WRITTEN EXERCISE
Copy the entries verbatim, starting at the line that contains "Where can the knobby" and ending at the line that contains "x=654, y=668", both lines included, and output nothing else.

GIVEN RECORDS
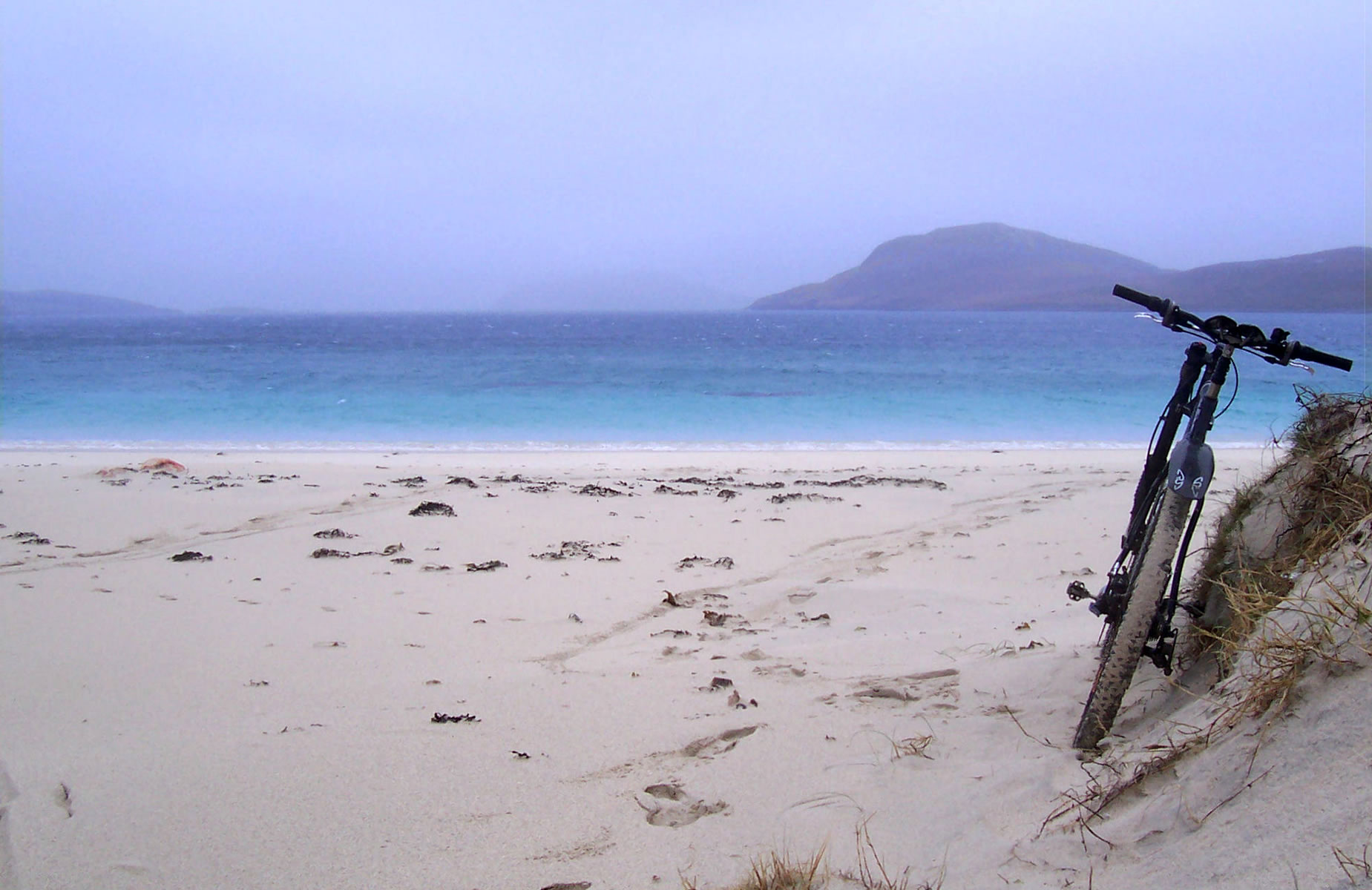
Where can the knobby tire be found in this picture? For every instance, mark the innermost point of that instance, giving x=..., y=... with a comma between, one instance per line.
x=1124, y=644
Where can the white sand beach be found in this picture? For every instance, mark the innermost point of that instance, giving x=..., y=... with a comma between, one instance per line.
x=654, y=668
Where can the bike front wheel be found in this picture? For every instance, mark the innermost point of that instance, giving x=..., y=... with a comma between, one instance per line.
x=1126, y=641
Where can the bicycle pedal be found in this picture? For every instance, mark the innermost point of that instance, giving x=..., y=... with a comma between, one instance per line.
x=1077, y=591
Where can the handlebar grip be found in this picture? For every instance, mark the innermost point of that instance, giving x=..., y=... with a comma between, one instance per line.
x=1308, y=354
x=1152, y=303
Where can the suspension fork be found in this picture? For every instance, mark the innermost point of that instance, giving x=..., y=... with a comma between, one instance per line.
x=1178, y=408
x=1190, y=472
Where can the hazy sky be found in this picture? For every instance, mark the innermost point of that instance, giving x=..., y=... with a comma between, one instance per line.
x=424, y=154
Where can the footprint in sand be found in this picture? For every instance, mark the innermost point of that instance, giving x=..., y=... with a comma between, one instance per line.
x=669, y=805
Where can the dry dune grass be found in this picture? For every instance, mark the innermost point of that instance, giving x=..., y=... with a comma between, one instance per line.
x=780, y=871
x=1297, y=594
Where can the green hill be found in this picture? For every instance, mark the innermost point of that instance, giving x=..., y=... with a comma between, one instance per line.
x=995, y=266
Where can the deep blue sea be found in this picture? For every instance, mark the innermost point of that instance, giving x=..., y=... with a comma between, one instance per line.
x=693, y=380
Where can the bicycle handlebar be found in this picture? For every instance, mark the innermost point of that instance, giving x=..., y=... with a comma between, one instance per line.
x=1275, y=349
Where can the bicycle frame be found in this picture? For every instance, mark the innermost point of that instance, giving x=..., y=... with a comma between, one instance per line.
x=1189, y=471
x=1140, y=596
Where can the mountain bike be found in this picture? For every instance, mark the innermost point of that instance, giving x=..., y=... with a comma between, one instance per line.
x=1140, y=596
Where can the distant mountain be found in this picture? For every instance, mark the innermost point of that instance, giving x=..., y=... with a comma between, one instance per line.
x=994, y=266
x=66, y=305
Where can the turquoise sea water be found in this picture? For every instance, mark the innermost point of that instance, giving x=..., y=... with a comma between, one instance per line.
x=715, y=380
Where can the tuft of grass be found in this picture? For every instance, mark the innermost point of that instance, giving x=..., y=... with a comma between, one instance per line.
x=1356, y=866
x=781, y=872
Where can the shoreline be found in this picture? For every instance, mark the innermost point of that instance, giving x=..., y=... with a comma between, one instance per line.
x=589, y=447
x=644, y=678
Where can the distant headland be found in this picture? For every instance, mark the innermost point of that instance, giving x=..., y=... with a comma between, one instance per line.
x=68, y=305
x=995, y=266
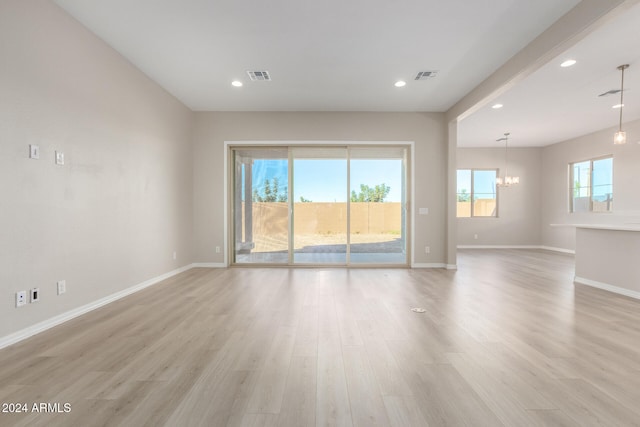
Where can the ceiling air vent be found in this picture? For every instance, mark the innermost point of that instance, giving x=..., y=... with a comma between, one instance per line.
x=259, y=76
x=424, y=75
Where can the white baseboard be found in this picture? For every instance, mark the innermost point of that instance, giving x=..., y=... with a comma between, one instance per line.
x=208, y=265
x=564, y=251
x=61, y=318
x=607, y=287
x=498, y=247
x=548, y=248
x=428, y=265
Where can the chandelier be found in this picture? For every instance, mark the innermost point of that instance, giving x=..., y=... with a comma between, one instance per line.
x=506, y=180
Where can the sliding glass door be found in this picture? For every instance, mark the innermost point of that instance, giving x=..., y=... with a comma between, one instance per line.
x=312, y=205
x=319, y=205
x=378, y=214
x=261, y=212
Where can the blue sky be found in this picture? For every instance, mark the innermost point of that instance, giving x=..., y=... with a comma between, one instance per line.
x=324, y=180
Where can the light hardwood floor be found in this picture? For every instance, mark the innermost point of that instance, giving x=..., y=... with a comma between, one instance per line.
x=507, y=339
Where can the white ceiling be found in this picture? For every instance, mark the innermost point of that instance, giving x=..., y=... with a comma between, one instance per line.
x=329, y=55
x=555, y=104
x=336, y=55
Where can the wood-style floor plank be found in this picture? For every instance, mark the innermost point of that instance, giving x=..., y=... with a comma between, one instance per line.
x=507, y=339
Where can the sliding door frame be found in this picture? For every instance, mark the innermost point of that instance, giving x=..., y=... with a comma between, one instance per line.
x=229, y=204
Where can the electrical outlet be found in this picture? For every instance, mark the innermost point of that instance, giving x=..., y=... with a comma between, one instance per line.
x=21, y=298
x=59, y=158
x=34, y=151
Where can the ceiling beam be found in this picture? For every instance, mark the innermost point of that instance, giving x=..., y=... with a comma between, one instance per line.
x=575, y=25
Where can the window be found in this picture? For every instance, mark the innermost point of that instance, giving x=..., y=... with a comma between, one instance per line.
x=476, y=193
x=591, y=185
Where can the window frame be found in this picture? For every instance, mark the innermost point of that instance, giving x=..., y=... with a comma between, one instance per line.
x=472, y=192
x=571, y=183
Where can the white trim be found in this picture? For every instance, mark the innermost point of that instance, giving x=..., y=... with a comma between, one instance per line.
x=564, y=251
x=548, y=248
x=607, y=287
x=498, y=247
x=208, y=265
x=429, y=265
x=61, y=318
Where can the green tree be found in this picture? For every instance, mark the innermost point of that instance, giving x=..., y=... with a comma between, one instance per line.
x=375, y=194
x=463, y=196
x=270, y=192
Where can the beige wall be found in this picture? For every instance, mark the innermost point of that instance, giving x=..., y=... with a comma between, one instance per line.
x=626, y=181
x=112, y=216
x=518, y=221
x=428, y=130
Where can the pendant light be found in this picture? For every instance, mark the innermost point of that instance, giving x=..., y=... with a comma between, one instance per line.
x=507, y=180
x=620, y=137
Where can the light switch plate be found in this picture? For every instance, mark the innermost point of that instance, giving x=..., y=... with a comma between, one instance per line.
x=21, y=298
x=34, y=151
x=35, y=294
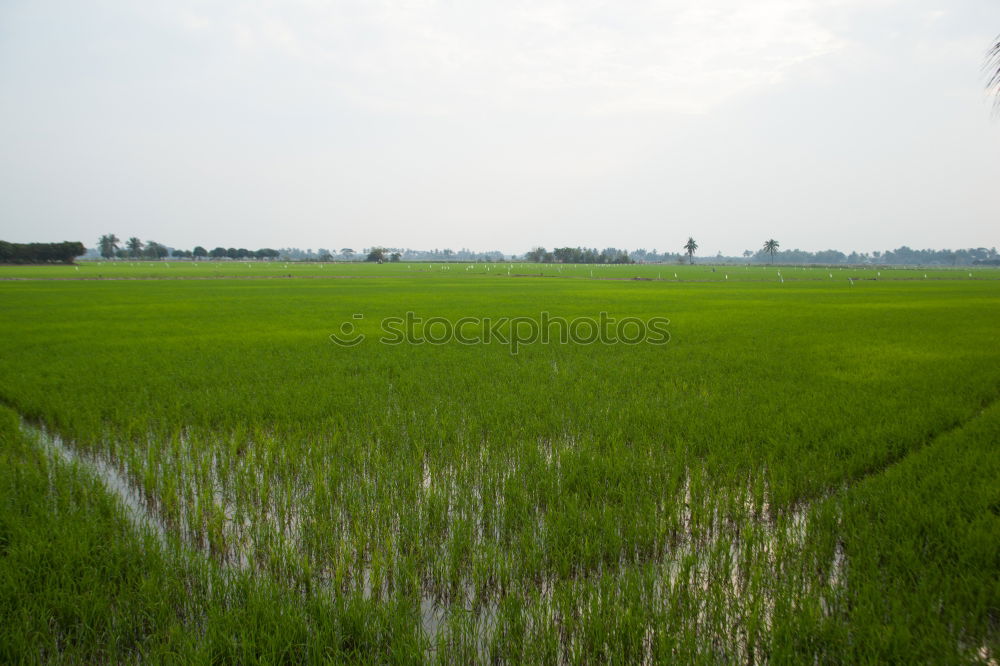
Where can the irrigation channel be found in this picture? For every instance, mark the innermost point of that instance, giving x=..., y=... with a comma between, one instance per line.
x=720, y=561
---
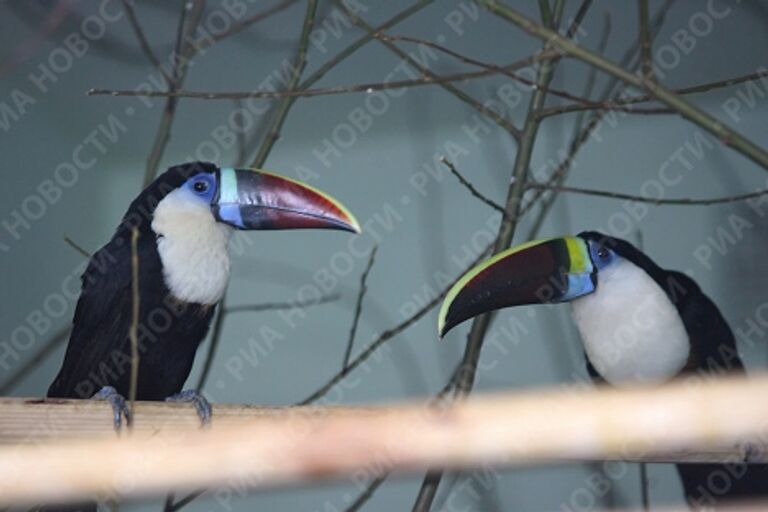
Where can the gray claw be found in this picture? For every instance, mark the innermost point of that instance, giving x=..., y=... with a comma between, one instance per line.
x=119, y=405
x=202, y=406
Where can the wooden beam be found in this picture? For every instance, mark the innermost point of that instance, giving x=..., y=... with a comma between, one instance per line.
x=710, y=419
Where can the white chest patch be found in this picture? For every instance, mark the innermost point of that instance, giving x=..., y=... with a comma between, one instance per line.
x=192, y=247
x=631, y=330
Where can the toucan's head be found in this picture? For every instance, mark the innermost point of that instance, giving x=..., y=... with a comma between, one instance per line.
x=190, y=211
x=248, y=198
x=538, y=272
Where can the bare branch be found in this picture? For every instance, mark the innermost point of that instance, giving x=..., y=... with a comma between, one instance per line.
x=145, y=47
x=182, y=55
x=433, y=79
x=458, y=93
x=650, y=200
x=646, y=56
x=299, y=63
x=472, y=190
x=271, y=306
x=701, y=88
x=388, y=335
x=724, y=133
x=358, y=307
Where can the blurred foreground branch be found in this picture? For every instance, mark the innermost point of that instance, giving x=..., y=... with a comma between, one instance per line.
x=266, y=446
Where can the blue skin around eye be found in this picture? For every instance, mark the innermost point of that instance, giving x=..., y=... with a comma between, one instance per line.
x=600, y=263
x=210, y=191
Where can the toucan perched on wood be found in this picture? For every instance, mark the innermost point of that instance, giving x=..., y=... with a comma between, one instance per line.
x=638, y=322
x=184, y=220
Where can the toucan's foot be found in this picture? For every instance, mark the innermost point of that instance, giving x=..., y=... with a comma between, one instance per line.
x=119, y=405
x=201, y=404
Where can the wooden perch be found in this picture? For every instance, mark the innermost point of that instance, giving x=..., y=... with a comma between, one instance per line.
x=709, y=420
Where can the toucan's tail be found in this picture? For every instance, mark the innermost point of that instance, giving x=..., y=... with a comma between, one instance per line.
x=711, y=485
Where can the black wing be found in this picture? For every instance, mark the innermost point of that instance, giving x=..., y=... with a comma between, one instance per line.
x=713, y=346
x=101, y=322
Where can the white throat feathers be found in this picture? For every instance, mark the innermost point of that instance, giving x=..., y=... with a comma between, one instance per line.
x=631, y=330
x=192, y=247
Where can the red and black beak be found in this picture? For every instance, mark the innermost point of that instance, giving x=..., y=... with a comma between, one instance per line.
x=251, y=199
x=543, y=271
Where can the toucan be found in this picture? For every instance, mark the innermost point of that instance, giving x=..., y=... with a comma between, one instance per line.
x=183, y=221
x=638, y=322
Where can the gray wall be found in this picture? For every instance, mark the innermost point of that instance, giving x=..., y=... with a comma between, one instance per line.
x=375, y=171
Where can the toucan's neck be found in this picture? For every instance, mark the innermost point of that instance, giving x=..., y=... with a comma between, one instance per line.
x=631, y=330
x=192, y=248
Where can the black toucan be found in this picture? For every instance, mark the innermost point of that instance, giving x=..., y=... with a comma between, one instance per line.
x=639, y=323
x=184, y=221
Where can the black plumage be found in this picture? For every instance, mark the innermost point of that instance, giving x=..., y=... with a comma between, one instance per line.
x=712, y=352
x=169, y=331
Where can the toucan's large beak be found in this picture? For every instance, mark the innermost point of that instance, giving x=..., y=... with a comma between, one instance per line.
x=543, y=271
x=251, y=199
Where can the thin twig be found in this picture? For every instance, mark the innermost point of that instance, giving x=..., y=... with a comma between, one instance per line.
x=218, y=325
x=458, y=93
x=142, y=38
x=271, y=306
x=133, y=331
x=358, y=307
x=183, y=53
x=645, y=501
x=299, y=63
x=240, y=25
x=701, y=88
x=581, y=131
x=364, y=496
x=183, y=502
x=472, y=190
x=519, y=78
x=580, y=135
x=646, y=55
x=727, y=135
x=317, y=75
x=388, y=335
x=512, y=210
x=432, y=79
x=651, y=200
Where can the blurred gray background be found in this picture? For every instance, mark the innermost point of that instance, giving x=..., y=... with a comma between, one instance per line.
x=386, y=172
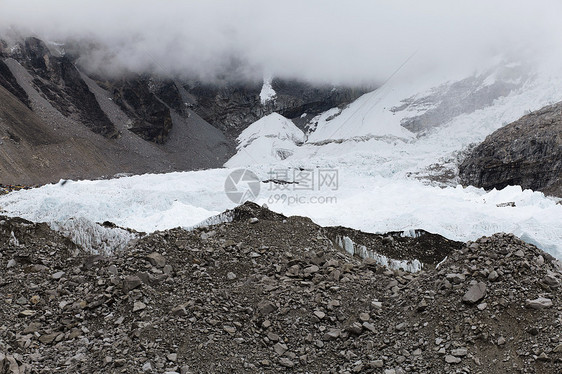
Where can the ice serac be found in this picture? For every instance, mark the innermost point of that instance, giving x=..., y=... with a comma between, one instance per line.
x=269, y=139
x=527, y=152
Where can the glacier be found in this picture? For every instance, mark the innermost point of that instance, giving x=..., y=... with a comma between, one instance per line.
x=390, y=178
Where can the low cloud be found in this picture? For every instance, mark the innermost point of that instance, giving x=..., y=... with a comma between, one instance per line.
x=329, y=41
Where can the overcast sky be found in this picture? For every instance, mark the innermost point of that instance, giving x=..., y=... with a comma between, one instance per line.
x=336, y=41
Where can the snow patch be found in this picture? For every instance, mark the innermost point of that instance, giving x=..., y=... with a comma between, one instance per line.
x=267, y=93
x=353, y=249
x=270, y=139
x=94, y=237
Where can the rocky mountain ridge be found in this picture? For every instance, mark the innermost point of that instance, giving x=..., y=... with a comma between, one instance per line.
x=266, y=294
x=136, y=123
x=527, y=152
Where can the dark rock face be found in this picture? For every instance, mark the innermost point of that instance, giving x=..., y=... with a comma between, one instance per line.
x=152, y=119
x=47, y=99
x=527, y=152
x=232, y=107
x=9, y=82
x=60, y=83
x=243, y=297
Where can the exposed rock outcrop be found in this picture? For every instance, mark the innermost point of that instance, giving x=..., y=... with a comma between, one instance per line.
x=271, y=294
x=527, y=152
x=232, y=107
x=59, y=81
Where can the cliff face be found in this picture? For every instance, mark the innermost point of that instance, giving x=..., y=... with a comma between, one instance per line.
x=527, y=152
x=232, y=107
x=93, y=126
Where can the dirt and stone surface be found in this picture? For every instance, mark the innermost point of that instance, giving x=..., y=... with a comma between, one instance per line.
--
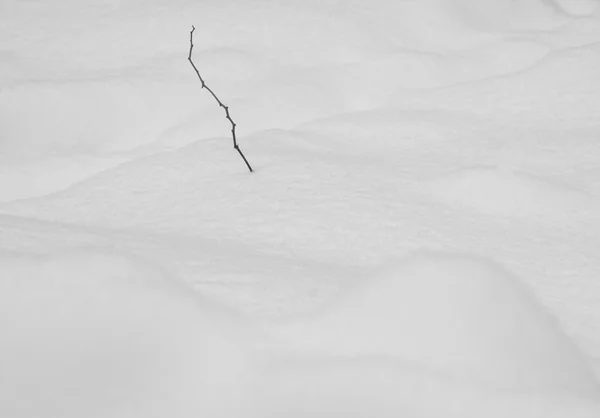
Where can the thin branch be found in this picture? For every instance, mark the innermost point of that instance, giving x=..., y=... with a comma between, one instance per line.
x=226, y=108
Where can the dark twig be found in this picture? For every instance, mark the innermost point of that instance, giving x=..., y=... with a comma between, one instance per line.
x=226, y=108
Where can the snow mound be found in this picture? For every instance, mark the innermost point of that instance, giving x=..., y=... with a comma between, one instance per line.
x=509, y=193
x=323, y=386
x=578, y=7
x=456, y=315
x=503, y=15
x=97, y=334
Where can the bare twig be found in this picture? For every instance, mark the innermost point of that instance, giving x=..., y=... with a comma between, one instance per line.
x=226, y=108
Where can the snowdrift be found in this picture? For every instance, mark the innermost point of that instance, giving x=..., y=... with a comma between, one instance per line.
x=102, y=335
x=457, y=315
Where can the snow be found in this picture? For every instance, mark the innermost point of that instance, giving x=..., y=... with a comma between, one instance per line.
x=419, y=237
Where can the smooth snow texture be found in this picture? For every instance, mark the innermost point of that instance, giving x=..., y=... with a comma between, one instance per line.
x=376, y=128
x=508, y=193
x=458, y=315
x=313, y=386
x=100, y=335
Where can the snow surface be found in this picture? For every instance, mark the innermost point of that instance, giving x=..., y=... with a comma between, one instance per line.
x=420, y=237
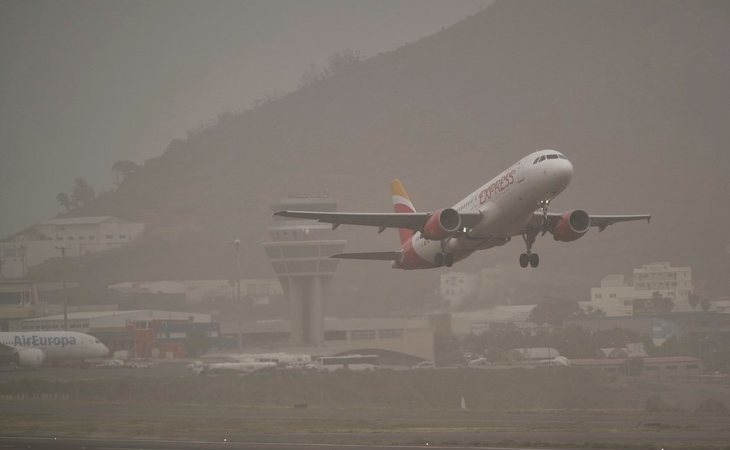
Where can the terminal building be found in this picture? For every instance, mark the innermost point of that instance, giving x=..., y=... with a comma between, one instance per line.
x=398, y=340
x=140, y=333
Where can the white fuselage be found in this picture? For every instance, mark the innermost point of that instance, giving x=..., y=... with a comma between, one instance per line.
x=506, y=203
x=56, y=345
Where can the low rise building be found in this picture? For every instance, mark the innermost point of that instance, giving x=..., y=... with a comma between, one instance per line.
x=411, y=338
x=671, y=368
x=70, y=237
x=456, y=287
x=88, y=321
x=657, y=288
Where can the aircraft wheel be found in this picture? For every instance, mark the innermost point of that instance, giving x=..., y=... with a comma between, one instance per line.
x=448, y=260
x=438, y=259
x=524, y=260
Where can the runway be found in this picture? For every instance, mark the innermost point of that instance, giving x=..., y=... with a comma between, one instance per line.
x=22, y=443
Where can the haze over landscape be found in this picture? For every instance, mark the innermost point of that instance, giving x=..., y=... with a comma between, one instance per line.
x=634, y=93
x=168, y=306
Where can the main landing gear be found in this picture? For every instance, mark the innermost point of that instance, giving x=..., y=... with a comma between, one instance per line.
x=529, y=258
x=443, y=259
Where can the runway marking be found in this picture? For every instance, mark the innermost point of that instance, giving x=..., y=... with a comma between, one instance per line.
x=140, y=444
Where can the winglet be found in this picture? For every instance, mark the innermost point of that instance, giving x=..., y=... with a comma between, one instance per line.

RESULT
Where can the knobby tire be found in this picture? For every instance, mark the innermost point of that instance, giving x=..., y=... with a comma between, one instance per line.
x=1124, y=644
Where can the white sand beach be found in this picture? For every instance, mark the innermost point of that instance, giving x=..., y=... with a comma between, one instance per line.
x=654, y=668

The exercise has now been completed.